**CONSIGNE:** Recopiez les lignes ci-dessous en substituant « Annotator note » à « Reviewer note » à chaque occurrence, sans rien modifier d'autre.

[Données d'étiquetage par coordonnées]
══════

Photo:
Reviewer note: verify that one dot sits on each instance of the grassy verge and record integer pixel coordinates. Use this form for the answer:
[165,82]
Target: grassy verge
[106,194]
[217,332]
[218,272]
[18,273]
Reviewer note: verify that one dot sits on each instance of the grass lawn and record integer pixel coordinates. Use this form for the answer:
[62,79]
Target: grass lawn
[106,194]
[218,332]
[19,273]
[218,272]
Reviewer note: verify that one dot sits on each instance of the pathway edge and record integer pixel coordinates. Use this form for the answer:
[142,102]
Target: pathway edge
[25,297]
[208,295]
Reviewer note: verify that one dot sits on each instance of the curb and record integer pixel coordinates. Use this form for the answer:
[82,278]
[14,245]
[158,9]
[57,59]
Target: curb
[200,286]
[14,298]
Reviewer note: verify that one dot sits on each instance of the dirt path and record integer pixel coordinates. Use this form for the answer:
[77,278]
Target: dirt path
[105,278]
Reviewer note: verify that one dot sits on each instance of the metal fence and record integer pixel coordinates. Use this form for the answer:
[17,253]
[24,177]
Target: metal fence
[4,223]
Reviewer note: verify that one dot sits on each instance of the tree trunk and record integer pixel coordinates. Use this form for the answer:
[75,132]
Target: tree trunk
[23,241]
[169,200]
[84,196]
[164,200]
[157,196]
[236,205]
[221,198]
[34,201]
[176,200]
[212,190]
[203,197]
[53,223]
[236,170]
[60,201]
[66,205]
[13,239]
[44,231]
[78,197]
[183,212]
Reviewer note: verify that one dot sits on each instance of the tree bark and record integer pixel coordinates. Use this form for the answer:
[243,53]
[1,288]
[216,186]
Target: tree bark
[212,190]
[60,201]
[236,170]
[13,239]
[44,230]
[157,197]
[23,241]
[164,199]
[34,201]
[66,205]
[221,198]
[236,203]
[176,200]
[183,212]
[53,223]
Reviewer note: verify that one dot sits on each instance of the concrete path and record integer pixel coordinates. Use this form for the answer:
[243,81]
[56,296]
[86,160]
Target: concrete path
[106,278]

══════

**RÉPONSE:**
Photo:
Annotator note: verify that one dot sits on each instance of the grassy verge and record integer pixel coordinates. Use this form for the answer:
[165,82]
Target: grassy verge
[106,194]
[217,332]
[218,272]
[18,273]
Annotator note: verify that one dot sits on each instance of the grass lawn and record integer pixel coordinates. Use this form for the answer:
[62,79]
Target: grass lawn
[106,194]
[218,332]
[19,273]
[218,272]
Annotator note: verify that one dot sits on each instance of the pathway edge and record integer pixel coordinates. Use this form for the answer:
[142,102]
Target: pathway edge
[25,297]
[208,295]
Annotator note: verify that one dot sits on each instance of the curb and record integer pixel coordinates. Use this form for the answer:
[82,278]
[14,245]
[158,9]
[57,59]
Target: curb
[200,286]
[14,298]
Annotator note: verify that one dot sits on each instance of the dirt path and record integer pixel coordinates. Use this form for the answer:
[77,278]
Target: dirt path
[105,278]
Annotator note: verify that one dot sits on each instance of the metal fence and record integer pixel coordinates. Use this form for the answer:
[17,253]
[24,177]
Target: metal fence
[4,223]
Annotator note: verify that one dot sits on each instance of the tree trunk and record integer pixel coordinates. Use this form for the answer:
[75,132]
Target: tree trunk
[23,241]
[169,200]
[84,196]
[164,200]
[157,196]
[236,205]
[221,198]
[34,201]
[176,200]
[212,190]
[203,197]
[53,223]
[236,170]
[60,201]
[66,205]
[13,239]
[44,231]
[78,197]
[183,212]
Annotator note: verify that one dot sits on each instance of the tree bark and record integer pixel coordinates. Use this form for the answer:
[243,53]
[1,288]
[216,186]
Target: tree bark
[212,190]
[60,201]
[236,170]
[13,239]
[44,230]
[157,197]
[23,241]
[164,199]
[34,201]
[66,205]
[221,198]
[236,203]
[176,200]
[183,212]
[53,223]
Annotator note: verify that one dot sits on each instance of the concrete path and record integer pixel coordinates. Use this form for the answer:
[243,81]
[56,296]
[86,160]
Target: concrete path
[106,278]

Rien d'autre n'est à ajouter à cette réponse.